■ **Work instructions**: Rewrite the material below with each "petal" changed to "flower" and nothing else altered. Leave the pictures out.
----
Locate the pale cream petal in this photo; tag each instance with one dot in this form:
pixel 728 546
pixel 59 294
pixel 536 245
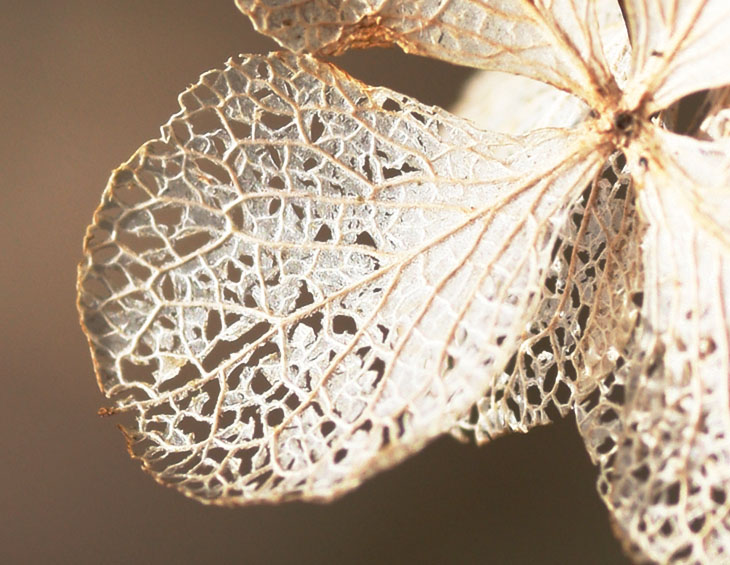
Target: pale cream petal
pixel 660 427
pixel 679 47
pixel 305 279
pixel 554 41
pixel 516 105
----
■ **Correct result**:
Locate the pale cream flower in this photo; tag each instance with one dot in this form:
pixel 728 546
pixel 59 294
pixel 536 245
Target: pale cream flower
pixel 660 427
pixel 679 47
pixel 305 279
pixel 554 41
pixel 516 105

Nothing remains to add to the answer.